* _Excerpted data_:
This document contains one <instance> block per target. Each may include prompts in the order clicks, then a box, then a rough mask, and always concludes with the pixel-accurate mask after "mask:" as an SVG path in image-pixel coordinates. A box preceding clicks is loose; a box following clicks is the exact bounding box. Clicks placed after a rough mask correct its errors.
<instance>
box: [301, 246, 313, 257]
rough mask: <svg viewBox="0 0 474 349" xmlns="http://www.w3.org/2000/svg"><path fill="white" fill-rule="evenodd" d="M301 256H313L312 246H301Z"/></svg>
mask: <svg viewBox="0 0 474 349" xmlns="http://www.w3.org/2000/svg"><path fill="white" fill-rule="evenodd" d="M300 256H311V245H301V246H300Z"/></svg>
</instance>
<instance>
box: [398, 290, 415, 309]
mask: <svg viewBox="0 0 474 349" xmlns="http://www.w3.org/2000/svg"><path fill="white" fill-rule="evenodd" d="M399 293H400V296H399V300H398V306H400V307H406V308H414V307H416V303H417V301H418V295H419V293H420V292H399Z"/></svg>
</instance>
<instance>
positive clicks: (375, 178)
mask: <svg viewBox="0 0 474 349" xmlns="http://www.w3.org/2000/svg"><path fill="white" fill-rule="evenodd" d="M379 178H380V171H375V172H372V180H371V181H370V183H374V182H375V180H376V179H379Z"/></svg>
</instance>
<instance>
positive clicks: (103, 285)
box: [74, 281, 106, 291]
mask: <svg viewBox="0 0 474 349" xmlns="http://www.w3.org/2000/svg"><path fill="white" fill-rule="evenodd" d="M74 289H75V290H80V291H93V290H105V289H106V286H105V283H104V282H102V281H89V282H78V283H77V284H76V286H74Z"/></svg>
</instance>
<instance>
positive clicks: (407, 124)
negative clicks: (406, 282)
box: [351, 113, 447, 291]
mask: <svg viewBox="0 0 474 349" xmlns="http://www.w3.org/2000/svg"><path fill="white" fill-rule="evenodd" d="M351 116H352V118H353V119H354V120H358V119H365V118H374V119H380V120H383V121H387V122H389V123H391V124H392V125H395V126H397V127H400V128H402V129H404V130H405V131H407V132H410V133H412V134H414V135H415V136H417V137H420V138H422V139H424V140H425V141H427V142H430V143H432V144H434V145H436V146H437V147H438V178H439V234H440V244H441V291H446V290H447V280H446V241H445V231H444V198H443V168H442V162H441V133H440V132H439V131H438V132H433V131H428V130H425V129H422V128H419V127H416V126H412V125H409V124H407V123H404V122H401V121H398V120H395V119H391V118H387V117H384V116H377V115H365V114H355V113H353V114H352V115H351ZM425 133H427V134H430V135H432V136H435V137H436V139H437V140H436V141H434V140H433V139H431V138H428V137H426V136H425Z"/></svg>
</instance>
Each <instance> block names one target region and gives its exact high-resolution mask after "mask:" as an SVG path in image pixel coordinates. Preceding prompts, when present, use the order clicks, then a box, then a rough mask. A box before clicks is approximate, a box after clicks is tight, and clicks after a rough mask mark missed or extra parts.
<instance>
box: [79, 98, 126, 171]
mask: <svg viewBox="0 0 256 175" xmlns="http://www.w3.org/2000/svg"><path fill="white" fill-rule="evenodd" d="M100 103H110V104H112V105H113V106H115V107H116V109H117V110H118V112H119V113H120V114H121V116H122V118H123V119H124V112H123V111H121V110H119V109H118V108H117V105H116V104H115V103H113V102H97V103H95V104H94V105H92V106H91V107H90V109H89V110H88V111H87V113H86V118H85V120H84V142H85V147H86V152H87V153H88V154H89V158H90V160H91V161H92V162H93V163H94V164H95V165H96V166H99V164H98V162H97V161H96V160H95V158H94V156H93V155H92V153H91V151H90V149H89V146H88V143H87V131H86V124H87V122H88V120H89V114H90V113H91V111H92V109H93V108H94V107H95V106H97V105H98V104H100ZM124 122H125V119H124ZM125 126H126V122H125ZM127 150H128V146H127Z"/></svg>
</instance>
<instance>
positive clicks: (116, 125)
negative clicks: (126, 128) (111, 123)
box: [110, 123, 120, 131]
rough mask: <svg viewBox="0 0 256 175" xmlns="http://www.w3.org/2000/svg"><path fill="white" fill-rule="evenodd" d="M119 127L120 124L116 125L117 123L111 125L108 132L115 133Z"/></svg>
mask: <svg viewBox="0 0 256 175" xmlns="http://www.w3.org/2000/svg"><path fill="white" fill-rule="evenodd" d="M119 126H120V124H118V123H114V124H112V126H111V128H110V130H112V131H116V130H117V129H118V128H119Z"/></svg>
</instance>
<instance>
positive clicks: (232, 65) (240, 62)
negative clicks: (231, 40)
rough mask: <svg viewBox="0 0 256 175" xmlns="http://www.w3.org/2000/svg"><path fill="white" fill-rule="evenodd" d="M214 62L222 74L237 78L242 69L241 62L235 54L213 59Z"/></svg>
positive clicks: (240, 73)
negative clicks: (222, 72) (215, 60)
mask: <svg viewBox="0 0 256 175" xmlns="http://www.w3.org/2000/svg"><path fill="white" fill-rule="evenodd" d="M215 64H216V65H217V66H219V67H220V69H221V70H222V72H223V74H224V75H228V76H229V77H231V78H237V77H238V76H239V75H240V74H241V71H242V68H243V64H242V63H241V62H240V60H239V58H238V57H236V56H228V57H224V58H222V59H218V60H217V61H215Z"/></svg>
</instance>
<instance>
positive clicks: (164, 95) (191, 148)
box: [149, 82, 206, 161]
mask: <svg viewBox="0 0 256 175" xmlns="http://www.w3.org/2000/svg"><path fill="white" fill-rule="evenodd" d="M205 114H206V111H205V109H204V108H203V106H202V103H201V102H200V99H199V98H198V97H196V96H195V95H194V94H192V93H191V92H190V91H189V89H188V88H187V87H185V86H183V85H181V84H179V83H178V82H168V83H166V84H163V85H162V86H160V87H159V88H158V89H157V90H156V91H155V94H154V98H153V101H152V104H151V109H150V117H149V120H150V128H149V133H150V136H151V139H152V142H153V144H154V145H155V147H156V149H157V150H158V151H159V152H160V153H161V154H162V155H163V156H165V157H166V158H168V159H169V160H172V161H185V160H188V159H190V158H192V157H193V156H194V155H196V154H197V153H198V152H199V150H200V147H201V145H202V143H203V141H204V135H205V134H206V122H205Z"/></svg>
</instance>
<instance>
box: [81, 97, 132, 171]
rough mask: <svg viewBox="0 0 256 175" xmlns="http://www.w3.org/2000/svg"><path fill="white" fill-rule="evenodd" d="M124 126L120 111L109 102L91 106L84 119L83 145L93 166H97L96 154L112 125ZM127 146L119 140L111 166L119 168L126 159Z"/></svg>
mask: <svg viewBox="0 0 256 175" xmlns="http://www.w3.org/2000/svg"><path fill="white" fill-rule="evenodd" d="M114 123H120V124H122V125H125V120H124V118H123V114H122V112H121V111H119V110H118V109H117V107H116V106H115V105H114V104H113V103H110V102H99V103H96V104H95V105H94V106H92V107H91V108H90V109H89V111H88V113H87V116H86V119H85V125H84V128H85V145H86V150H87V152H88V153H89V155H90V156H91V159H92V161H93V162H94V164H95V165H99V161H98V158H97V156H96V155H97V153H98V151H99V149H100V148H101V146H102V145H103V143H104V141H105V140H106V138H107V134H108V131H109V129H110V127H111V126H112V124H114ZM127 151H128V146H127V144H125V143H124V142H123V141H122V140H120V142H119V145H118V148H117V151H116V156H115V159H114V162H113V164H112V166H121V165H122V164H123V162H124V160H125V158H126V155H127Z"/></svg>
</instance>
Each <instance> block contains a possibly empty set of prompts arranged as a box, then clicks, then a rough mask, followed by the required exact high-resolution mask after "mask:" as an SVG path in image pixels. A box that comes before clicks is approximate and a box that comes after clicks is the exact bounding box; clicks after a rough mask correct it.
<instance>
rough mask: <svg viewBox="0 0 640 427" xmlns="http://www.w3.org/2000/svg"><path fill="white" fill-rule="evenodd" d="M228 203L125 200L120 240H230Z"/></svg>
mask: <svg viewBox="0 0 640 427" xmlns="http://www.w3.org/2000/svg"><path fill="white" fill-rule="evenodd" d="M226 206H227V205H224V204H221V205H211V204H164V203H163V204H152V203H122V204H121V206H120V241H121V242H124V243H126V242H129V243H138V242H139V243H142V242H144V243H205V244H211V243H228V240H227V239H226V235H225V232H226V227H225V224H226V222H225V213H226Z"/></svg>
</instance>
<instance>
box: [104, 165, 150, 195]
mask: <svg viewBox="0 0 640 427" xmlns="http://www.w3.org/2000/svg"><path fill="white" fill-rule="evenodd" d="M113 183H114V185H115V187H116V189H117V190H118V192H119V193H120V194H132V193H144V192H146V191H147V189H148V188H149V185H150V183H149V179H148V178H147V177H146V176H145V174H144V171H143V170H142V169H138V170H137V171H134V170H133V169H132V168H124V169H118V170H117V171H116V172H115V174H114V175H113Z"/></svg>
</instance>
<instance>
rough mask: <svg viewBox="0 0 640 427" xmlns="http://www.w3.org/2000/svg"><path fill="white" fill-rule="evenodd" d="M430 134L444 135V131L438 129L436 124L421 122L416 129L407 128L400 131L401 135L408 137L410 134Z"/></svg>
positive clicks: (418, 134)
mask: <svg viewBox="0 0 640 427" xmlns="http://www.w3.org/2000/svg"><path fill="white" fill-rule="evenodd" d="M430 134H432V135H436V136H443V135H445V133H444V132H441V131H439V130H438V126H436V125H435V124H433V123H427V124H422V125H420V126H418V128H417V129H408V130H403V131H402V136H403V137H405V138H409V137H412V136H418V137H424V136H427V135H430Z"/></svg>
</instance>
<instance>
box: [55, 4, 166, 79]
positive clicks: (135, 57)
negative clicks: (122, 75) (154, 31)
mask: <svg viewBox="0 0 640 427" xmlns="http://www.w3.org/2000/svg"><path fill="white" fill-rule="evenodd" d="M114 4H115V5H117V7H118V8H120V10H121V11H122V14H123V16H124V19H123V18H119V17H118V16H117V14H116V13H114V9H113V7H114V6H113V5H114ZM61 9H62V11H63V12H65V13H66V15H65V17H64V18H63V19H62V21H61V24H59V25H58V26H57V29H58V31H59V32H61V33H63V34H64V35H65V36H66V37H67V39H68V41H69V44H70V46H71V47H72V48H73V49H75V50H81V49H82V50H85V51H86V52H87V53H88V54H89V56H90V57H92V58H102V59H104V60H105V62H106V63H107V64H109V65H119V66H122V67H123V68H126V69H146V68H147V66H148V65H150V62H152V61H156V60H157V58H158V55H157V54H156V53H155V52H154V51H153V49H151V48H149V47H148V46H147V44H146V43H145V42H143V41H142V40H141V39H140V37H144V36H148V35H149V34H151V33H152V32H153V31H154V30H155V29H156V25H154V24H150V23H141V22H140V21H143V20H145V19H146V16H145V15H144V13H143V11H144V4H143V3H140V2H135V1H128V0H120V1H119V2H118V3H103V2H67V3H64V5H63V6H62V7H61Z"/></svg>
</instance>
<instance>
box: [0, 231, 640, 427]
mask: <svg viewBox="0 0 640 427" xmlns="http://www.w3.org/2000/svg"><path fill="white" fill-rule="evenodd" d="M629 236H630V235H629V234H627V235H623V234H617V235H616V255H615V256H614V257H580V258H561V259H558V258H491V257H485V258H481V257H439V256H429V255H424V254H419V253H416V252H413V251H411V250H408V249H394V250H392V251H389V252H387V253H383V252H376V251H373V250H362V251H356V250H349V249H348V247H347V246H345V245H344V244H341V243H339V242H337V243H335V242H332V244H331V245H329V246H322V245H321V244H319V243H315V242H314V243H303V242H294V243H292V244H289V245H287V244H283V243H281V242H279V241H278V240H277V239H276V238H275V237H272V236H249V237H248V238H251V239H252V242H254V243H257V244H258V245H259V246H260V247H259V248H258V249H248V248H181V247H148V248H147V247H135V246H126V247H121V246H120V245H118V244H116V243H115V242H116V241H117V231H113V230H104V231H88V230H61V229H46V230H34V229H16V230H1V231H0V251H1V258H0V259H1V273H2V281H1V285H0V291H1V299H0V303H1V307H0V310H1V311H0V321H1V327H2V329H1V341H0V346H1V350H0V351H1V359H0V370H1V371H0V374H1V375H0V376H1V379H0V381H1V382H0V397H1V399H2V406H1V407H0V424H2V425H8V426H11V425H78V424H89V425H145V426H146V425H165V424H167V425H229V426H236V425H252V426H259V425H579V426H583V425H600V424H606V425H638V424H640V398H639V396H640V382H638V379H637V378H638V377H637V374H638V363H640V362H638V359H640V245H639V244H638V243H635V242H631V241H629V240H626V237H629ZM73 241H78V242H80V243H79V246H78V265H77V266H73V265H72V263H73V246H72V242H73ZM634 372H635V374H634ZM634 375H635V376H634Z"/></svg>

* _Instructions to follow_: Which lines of the material above contain the string "contains", with uppercase and lowercase counted as different? Pick out every such line and copy it.

* _Task output_:
This document contains one <instance> block per target. Each may include prompts in the order clicks, then a box, then a rough mask, and always concludes with the pixel-accurate mask after "mask:" as an SVG path in image-pixel coordinates. A box preceding clicks is loose; a box following clicks is the exact bounding box. Clicks placed after a rough mask correct its errors.
Each <instance> block contains a possibly empty set of prompts arranged as a box, then clicks, then a rough mask, followed by the required exact high-resolution mask after "mask:" as an SVG path in image pixels. A box that comes before clicks is approximate and a box that comes after clicks is the exact bounding box; clicks after a rough mask correct it.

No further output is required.